• _Prompt A_: Can you rewrite the part of the Second Coming piece that opens with the words "A lot of Christians" and closes with "big wooden stake.", changing "hamburger" to "burrito"?

• _Page excerpt_:
A lot of Christians think the Second Coming – which is, of course, the return of Jesus Christ to earth – is juuuust around the corner. Well… what makes you think Jesus is coming back? Because he PROMISED he would? Yeah, but that was before a bunch of locals nailed him to a big fuckin’ stick. That’s not very hospitable. Shit, I won’t even return to a restaurant if they overcook my hamburger – so trust me, I certainly wouldn’t return to a planet if they drove nails through my hands and propped me up on a big wooden stake.

Those are the sort of things that MIGHT cause me to seriously reevaluate my travel plans. Y’know what I mean?

-JKD

Friday, September 12, 2008

“The early bird gets the worm”

“The early bird gets the worm.” So? The LATE bird gets a worm, too. There’s not a limited supply of worms in the world. Have you EVER heard of a worm-shortage? I haven’t. Have you? Besides, even though the early bird might get a worm, the early MOUSE gets its neck snapped in half by the mousetrap. And the second, lazier mouse walks away with the cheese.

So turn off your alarm clock and sleep in tomorrow.

-JKD

Drunk driving and drunk dating

Have you ever driven your car COMPLETELY drunk, swerved over to one of those blue drop-off mailboxes, and tried to order yourself a Big Mac and fries? Yeah… that doesn’t impress your date too much, does it? That’s usually when she jumps out of the car and threatens to shoot you with her mace.

Hey, it’s an honest mistake, ladies. Lighten up.

• _The records_:
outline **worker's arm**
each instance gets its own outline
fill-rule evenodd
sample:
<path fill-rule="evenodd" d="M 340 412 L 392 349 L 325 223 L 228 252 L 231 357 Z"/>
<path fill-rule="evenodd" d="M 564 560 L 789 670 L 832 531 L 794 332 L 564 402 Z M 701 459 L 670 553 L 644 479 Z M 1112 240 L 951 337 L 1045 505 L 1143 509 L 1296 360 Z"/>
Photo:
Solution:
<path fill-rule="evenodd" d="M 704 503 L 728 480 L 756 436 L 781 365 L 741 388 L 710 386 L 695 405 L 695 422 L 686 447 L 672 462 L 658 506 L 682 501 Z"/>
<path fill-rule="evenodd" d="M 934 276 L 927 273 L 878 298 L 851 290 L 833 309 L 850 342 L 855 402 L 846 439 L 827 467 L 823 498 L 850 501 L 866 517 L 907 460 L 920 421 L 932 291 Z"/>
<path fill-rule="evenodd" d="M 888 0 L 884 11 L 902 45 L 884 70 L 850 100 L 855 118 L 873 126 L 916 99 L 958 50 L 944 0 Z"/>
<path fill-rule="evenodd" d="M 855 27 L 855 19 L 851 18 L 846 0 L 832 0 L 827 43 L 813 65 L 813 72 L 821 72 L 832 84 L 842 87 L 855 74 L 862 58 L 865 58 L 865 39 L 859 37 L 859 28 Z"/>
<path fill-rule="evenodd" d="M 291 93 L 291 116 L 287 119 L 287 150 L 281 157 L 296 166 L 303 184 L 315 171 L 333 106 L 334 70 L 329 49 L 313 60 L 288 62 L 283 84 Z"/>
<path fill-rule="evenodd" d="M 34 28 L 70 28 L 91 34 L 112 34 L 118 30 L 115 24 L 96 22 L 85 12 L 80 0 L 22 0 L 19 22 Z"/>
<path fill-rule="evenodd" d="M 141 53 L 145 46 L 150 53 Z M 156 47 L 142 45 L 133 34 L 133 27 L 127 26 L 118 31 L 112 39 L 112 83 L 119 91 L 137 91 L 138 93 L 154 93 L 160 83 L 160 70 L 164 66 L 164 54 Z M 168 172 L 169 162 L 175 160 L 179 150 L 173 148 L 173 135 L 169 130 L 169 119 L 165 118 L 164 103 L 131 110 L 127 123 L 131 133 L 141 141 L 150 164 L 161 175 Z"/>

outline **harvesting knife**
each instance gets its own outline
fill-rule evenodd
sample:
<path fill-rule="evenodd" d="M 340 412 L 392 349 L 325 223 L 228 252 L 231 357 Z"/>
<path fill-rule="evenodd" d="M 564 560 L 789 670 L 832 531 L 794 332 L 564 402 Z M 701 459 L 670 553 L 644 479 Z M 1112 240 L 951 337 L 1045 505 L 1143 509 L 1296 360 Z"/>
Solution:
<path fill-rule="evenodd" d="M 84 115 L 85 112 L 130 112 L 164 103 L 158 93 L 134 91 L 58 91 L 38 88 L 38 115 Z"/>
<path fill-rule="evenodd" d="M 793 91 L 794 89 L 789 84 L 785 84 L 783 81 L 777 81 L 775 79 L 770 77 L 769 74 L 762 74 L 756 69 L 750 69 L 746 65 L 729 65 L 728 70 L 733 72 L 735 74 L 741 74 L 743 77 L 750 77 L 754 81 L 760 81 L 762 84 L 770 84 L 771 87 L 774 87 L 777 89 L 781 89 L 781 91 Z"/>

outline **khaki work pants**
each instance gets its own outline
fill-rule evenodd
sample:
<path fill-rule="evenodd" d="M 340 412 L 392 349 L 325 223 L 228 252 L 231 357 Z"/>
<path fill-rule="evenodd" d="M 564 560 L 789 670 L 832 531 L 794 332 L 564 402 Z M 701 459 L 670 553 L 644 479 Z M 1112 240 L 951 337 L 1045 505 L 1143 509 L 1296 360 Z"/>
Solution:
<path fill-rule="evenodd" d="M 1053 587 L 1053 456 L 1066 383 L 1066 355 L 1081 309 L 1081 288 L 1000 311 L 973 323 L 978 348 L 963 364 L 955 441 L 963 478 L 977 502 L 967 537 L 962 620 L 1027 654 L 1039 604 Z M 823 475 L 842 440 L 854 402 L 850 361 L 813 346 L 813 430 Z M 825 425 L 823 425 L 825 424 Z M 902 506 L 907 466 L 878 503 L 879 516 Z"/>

• _Prompt B_: Could you shift every coordinate in the answer outlines by adding 127 and give back the rows, requests included, from the one containing "outline **harvesting knife**" through the one containing "84 115 L 85"? Return only those rows, both ends included.

• _Task output A_:
A lot of Christians think the Second Coming – which is, of course, the return of Jesus Christ to earth – is juuuust around the corner. Well… what makes you think Jesus is coming back? Because he PROMISED he would? Yeah, but that was before a bunch of locals nailed him to a big fuckin’ stick. That’s not very hospitable. Shit, I won’t even return to a restaurant if they overcook my burrito – so trust me, I certainly wouldn’t return to a planet if they drove nails through my hands and propped me up on a big wooden stake.

• _Task output B_:
outline **harvesting knife**
each instance gets its own outline
fill-rule evenodd
sample:
<path fill-rule="evenodd" d="M 340 412 L 392 349 L 325 223 L 228 252 L 231 357 Z"/>
<path fill-rule="evenodd" d="M 564 560 L 789 670 L 832 531 L 794 332 L 564 402 Z M 701 459 L 670 553 L 644 479 Z M 1112 240 L 951 337 L 1045 505 L 1143 509 L 1296 360 Z"/>
Solution:
<path fill-rule="evenodd" d="M 211 242 L 212 239 L 257 239 L 291 230 L 285 220 L 261 218 L 185 218 L 165 215 L 165 242 Z"/>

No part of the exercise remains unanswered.